Exercise
Rewrite the records below as a numbered list with one line per item, omitting any blank lines.
● ● ● ● ●
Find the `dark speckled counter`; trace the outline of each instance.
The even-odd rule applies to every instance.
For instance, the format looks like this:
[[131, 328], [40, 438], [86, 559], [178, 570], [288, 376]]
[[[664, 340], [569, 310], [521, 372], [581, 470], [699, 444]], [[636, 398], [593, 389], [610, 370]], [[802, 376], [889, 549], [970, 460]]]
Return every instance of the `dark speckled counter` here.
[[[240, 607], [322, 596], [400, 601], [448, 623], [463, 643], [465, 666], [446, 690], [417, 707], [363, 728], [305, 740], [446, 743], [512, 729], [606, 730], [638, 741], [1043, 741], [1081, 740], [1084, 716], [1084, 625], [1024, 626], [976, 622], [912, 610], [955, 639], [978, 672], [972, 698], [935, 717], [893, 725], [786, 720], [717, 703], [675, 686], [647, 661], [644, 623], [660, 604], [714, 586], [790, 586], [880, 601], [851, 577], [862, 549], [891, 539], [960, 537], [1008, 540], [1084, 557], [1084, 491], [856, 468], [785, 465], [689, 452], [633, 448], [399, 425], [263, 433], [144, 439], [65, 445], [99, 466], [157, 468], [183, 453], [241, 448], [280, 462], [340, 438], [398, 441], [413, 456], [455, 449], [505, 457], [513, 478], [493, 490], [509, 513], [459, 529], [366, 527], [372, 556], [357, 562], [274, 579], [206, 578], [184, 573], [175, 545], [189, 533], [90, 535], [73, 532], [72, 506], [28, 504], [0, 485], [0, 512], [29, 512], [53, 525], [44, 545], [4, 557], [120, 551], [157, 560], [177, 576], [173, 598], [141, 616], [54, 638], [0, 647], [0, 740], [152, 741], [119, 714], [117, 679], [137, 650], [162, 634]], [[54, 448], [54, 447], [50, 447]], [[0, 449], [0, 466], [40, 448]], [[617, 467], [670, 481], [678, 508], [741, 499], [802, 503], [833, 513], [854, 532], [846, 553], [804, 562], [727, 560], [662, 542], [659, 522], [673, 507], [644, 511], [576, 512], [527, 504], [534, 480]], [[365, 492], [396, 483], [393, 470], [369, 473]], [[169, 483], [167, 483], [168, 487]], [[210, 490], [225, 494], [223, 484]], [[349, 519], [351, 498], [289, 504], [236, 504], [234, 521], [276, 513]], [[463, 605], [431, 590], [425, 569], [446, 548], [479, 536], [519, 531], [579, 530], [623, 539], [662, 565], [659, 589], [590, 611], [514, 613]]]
● ● ● ● ●
Response to this task
1. Find the `dark speckled counter`; trace the outline of each instance.
2. The even-odd rule applies to every instance.
3. For instance, the format looks like this:
4. [[131, 328], [40, 438], [86, 559], [178, 570], [288, 376]]
5. [[[664, 340], [569, 310], [521, 372], [581, 470], [699, 444]], [[636, 398], [593, 389], [610, 370]], [[802, 376], [889, 549], [970, 460]]]
6. Return every instance of the `dark speckled counter` here.
7. [[[240, 607], [322, 596], [400, 601], [448, 623], [463, 643], [465, 666], [446, 690], [417, 707], [363, 728], [305, 740], [446, 743], [512, 729], [606, 730], [638, 741], [1043, 741], [1081, 740], [1084, 716], [1084, 625], [1024, 626], [976, 622], [912, 610], [955, 639], [978, 672], [972, 698], [935, 717], [893, 725], [786, 720], [717, 703], [675, 686], [647, 661], [644, 623], [660, 604], [714, 586], [790, 586], [880, 601], [851, 577], [862, 549], [891, 539], [960, 537], [1008, 540], [1084, 557], [1084, 491], [856, 468], [785, 465], [689, 452], [633, 448], [399, 425], [263, 433], [144, 439], [65, 445], [99, 466], [157, 468], [183, 453], [241, 448], [280, 462], [340, 438], [398, 441], [413, 456], [455, 449], [505, 457], [513, 478], [493, 490], [509, 513], [459, 529], [366, 527], [372, 556], [357, 562], [274, 579], [206, 578], [184, 573], [175, 545], [189, 533], [90, 535], [73, 532], [72, 506], [28, 504], [0, 485], [0, 512], [29, 512], [53, 525], [44, 545], [4, 557], [120, 551], [157, 560], [177, 576], [173, 598], [141, 616], [54, 638], [0, 647], [0, 740], [152, 741], [119, 714], [117, 679], [137, 650], [162, 634]], [[54, 448], [54, 447], [50, 447]], [[0, 449], [0, 466], [40, 448]], [[617, 467], [670, 481], [678, 508], [741, 499], [802, 503], [833, 513], [854, 532], [846, 553], [804, 562], [727, 560], [662, 542], [659, 522], [673, 507], [644, 511], [576, 512], [527, 504], [534, 480]], [[365, 492], [396, 483], [393, 470], [369, 473]], [[169, 483], [167, 483], [168, 487]], [[210, 490], [225, 494], [223, 484]], [[349, 519], [351, 498], [289, 504], [236, 504], [234, 521], [276, 513]], [[463, 605], [431, 590], [425, 569], [446, 548], [479, 536], [519, 531], [579, 530], [623, 539], [662, 565], [659, 589], [590, 611], [514, 613]]]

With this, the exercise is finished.